(Segmentation annotation records)
= = = = = = =

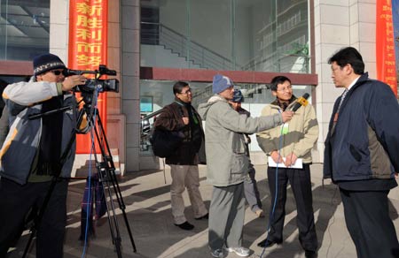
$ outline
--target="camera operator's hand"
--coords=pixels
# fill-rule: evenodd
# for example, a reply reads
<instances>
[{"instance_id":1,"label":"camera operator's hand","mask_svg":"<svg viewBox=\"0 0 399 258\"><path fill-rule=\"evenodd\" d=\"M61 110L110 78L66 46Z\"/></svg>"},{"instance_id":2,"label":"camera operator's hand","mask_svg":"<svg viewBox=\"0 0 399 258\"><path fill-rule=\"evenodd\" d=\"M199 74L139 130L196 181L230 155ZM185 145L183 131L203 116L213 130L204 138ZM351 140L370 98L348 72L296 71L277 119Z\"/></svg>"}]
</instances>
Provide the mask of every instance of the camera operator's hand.
<instances>
[{"instance_id":1,"label":"camera operator's hand","mask_svg":"<svg viewBox=\"0 0 399 258\"><path fill-rule=\"evenodd\" d=\"M86 83L86 77L83 75L71 75L66 77L62 82L62 91L70 91L76 85Z\"/></svg>"}]
</instances>

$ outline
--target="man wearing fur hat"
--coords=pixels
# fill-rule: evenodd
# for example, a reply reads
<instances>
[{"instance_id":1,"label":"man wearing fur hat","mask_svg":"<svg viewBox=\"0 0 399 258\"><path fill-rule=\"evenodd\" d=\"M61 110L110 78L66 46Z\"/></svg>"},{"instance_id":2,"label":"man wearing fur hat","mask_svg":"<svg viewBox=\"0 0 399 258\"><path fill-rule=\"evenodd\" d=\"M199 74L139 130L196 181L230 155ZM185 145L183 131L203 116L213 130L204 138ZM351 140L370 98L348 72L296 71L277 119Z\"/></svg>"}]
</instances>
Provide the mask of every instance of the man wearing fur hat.
<instances>
[{"instance_id":1,"label":"man wearing fur hat","mask_svg":"<svg viewBox=\"0 0 399 258\"><path fill-rule=\"evenodd\" d=\"M215 95L199 107L199 113L206 121L207 180L214 186L208 231L208 245L214 257L224 257L225 252L239 256L250 254L249 249L242 247L243 182L249 163L243 133L272 128L293 116L292 111L263 118L242 116L229 104L233 87L230 78L216 74L212 85Z\"/></svg>"},{"instance_id":2,"label":"man wearing fur hat","mask_svg":"<svg viewBox=\"0 0 399 258\"><path fill-rule=\"evenodd\" d=\"M10 132L0 151L0 257L4 257L32 208L41 209L51 180L60 171L43 209L36 238L36 257L62 257L66 223L67 178L74 159L76 100L71 89L86 78L65 78L66 68L59 57L34 58L29 82L9 85L3 98L10 116ZM70 106L29 119L34 114ZM73 140L73 141L71 141ZM74 142L67 149L68 142ZM67 153L65 153L66 152ZM62 156L66 158L60 161Z\"/></svg>"},{"instance_id":3,"label":"man wearing fur hat","mask_svg":"<svg viewBox=\"0 0 399 258\"><path fill-rule=\"evenodd\" d=\"M244 102L244 96L242 95L241 91L236 88L234 90L233 98L229 101L229 103L232 106L234 110L239 112L239 114L251 117L251 113L241 107L242 102ZM246 133L245 135L246 155L248 156L248 158L250 158L249 144L251 143L251 138ZM249 160L248 176L244 181L244 195L246 196L246 200L248 202L251 210L256 214L258 217L263 217L264 214L262 209L262 201L259 195L258 186L256 184L255 172L254 164L251 163L251 160Z\"/></svg>"}]
</instances>

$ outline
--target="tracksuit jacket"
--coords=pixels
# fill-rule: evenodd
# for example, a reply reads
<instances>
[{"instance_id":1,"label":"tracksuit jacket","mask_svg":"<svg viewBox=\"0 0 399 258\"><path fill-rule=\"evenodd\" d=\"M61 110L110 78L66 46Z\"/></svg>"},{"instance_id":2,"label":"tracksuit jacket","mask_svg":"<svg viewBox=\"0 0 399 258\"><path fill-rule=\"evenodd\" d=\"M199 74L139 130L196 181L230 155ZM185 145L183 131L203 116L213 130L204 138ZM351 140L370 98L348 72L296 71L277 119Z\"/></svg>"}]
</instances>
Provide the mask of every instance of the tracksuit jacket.
<instances>
[{"instance_id":1,"label":"tracksuit jacket","mask_svg":"<svg viewBox=\"0 0 399 258\"><path fill-rule=\"evenodd\" d=\"M295 103L296 102L293 102L287 110ZM262 116L270 116L282 111L277 102L273 102L263 108ZM301 106L286 124L288 125L286 134L282 135L281 126L257 133L256 140L259 146L268 156L273 150L278 151L282 157L293 153L298 158L302 158L303 163L310 163L312 162L311 149L318 138L318 124L315 109L310 104Z\"/></svg>"},{"instance_id":2,"label":"tracksuit jacket","mask_svg":"<svg viewBox=\"0 0 399 258\"><path fill-rule=\"evenodd\" d=\"M199 106L206 121L205 148L207 180L215 186L242 183L248 171L246 140L243 133L254 133L282 124L280 114L247 118L240 115L219 95Z\"/></svg>"}]
</instances>

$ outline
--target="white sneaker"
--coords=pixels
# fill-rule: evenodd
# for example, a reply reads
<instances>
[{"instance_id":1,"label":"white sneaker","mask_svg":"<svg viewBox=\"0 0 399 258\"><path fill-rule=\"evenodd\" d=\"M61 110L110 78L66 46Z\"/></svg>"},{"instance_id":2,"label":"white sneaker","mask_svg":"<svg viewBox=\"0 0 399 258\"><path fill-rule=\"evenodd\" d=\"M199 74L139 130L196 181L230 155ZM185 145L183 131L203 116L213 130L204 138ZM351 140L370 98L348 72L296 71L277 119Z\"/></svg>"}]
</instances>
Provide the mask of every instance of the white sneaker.
<instances>
[{"instance_id":1,"label":"white sneaker","mask_svg":"<svg viewBox=\"0 0 399 258\"><path fill-rule=\"evenodd\" d=\"M237 255L241 256L241 257L249 256L249 254L251 253L251 251L246 247L229 247L229 248L226 248L226 250L229 253L234 252L234 253L236 253Z\"/></svg>"},{"instance_id":2,"label":"white sneaker","mask_svg":"<svg viewBox=\"0 0 399 258\"><path fill-rule=\"evenodd\" d=\"M258 217L264 217L264 213L263 213L263 210L262 210L262 209L256 210L255 214Z\"/></svg>"},{"instance_id":3,"label":"white sneaker","mask_svg":"<svg viewBox=\"0 0 399 258\"><path fill-rule=\"evenodd\" d=\"M211 249L211 255L214 257L216 257L216 258L223 258L224 257L223 250L223 249L216 249L216 250Z\"/></svg>"}]
</instances>

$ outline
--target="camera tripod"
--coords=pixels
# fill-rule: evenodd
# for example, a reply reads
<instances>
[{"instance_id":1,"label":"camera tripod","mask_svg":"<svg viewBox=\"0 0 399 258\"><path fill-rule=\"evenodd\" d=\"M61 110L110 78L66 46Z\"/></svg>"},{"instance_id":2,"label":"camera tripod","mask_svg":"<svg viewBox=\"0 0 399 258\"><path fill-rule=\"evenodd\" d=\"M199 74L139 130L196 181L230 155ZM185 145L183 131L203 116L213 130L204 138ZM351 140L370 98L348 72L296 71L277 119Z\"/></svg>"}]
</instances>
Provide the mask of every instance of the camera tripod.
<instances>
[{"instance_id":1,"label":"camera tripod","mask_svg":"<svg viewBox=\"0 0 399 258\"><path fill-rule=\"evenodd\" d=\"M98 160L96 155L96 149L94 148L94 157L97 171L98 173L98 182L103 186L104 196L106 196L106 214L108 217L108 224L110 228L111 237L113 239L113 244L115 246L116 253L118 257L121 257L121 233L119 231L118 219L115 212L115 205L113 199L113 189L115 194L116 201L118 202L119 208L122 211L123 219L126 224L126 228L129 232L129 237L130 239L131 245L133 247L133 252L137 252L135 241L133 239L133 235L131 233L130 226L128 221L128 216L126 216L126 205L123 201L123 198L119 187L118 180L115 174L115 165L111 155L111 150L106 140L106 133L104 131L103 124L101 122L101 118L97 109L94 110L93 116L89 118L89 127L91 128L90 135L91 139L96 139L98 143L99 149L101 152L101 161ZM94 135L93 135L94 134ZM95 137L94 137L95 136ZM93 142L93 146L94 142Z\"/></svg>"},{"instance_id":2,"label":"camera tripod","mask_svg":"<svg viewBox=\"0 0 399 258\"><path fill-rule=\"evenodd\" d=\"M66 107L59 109L56 111L49 111L46 113L40 114L39 116L35 115L29 118L29 119L36 119L40 117L51 115L55 112L62 112L66 110L66 109L72 109L71 107ZM84 112L84 111L83 111ZM115 247L116 253L118 254L118 258L121 258L121 233L119 231L119 224L117 219L117 215L115 211L115 203L113 198L113 193L115 194L116 201L118 202L119 208L122 211L123 219L126 224L126 228L129 232L129 236L130 239L131 245L133 247L133 252L136 253L136 245L133 239L133 235L130 230L130 226L128 221L128 217L126 216L126 206L123 201L123 198L121 193L121 189L119 187L118 180L115 174L115 166L113 163L113 160L111 155L111 150L108 145L108 141L106 140L106 133L104 131L103 124L101 122L100 116L98 112L97 108L91 108L90 110L89 110L87 113L88 116L88 128L90 128L91 140L98 143L100 153L101 153L101 161L98 160L96 149L94 148L94 156L95 156L95 163L96 168L98 173L98 182L102 184L103 186L103 192L104 196L106 197L106 214L108 218L108 224L110 228L111 237L113 240L113 244ZM93 115L94 114L94 115ZM54 187L59 181L59 175L61 172L61 167L64 164L66 156L68 156L68 153L73 146L73 143L74 142L75 137L74 133L73 133L73 136L69 140L69 142L66 146L66 150L61 156L60 158L60 168L59 171L56 171L56 175L54 175L53 179L51 181L51 184L50 185L49 190L46 194L46 196L44 198L43 203L42 205L42 208L40 209L37 216L35 219L34 224L30 228L30 237L27 243L27 246L24 250L23 258L27 257L27 252L29 250L29 247L31 245L31 242L35 236L37 230L40 226L41 220L43 218L43 213L46 209L46 207L50 201L50 198L51 196L51 194L54 190ZM93 142L93 146L94 142Z\"/></svg>"}]
</instances>

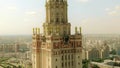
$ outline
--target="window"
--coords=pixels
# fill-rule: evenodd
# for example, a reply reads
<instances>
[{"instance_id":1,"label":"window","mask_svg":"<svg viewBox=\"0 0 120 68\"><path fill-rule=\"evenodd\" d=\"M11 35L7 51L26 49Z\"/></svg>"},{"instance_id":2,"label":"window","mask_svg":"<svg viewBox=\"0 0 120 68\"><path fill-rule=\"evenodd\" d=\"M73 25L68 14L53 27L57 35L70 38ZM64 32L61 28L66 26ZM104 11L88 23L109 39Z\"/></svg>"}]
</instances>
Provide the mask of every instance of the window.
<instances>
[{"instance_id":1,"label":"window","mask_svg":"<svg viewBox=\"0 0 120 68\"><path fill-rule=\"evenodd\" d=\"M64 67L64 64L62 63L62 67Z\"/></svg>"},{"instance_id":2,"label":"window","mask_svg":"<svg viewBox=\"0 0 120 68\"><path fill-rule=\"evenodd\" d=\"M80 58L80 56L78 56L78 58Z\"/></svg>"},{"instance_id":3,"label":"window","mask_svg":"<svg viewBox=\"0 0 120 68\"><path fill-rule=\"evenodd\" d=\"M67 55L65 55L65 60L67 60Z\"/></svg>"},{"instance_id":4,"label":"window","mask_svg":"<svg viewBox=\"0 0 120 68\"><path fill-rule=\"evenodd\" d=\"M68 55L68 59L70 60L70 55Z\"/></svg>"},{"instance_id":5,"label":"window","mask_svg":"<svg viewBox=\"0 0 120 68\"><path fill-rule=\"evenodd\" d=\"M63 56L62 56L62 60L64 60Z\"/></svg>"},{"instance_id":6,"label":"window","mask_svg":"<svg viewBox=\"0 0 120 68\"><path fill-rule=\"evenodd\" d=\"M58 19L58 18L56 18L56 22L59 22L59 19Z\"/></svg>"}]
</instances>

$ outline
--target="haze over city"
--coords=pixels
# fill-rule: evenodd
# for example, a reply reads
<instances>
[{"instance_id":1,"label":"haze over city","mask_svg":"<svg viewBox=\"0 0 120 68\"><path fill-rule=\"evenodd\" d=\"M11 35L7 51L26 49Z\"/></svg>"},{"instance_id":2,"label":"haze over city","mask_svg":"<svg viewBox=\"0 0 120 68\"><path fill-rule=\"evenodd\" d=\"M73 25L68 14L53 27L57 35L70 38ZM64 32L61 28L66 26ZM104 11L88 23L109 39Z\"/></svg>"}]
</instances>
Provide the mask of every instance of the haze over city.
<instances>
[{"instance_id":1,"label":"haze over city","mask_svg":"<svg viewBox=\"0 0 120 68\"><path fill-rule=\"evenodd\" d=\"M120 34L120 0L68 0L68 19L83 34ZM0 35L32 34L42 28L45 0L0 0ZM78 25L79 24L79 25Z\"/></svg>"}]
</instances>

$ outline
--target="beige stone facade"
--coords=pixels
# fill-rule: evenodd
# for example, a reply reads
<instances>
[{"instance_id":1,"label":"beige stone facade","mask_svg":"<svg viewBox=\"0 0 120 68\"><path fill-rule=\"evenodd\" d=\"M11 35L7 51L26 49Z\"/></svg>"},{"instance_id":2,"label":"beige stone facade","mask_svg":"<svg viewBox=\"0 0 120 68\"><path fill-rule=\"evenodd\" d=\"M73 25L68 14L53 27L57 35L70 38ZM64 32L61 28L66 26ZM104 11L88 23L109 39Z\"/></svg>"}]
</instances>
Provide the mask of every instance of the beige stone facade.
<instances>
[{"instance_id":1,"label":"beige stone facade","mask_svg":"<svg viewBox=\"0 0 120 68\"><path fill-rule=\"evenodd\" d=\"M81 28L71 35L67 0L46 1L43 35L33 29L32 68L82 68Z\"/></svg>"}]
</instances>

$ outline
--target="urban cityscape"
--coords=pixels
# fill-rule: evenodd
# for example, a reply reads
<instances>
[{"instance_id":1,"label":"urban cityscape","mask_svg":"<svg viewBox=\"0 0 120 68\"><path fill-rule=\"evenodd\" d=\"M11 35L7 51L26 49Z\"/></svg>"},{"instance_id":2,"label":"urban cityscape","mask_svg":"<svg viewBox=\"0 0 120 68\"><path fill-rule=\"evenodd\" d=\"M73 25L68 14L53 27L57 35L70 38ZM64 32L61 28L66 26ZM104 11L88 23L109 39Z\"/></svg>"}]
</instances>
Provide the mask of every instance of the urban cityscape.
<instances>
[{"instance_id":1,"label":"urban cityscape","mask_svg":"<svg viewBox=\"0 0 120 68\"><path fill-rule=\"evenodd\" d=\"M120 1L0 4L0 68L120 68Z\"/></svg>"}]
</instances>

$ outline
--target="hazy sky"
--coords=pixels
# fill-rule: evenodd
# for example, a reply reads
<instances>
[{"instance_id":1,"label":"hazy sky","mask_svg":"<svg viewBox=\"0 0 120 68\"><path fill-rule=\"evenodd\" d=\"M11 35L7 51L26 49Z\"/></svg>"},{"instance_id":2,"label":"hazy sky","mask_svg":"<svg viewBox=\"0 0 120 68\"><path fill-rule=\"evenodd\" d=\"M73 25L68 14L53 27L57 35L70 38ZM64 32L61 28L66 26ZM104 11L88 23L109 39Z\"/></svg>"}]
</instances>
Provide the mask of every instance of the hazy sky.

= = = = = = =

Select and copy every line of the listing above that contains the word "Provide". Letter case must match.

* **REPLY**:
Provide the mask of every instance of the camera operator's hand.
Provide the mask of every instance of the man wearing fur hat.
Provide the mask of every instance of the tracksuit jacket.
Provide the mask of every instance of the white sneaker.
Provide the mask of every instance of the camera tripod.
Provide the mask of every instance of the window.
Provide the mask of every instance of the haze over city.
Provide the mask of every instance of the beige stone facade.
Provide the mask of every instance of the urban cityscape.
Provide the mask of every instance of the hazy sky.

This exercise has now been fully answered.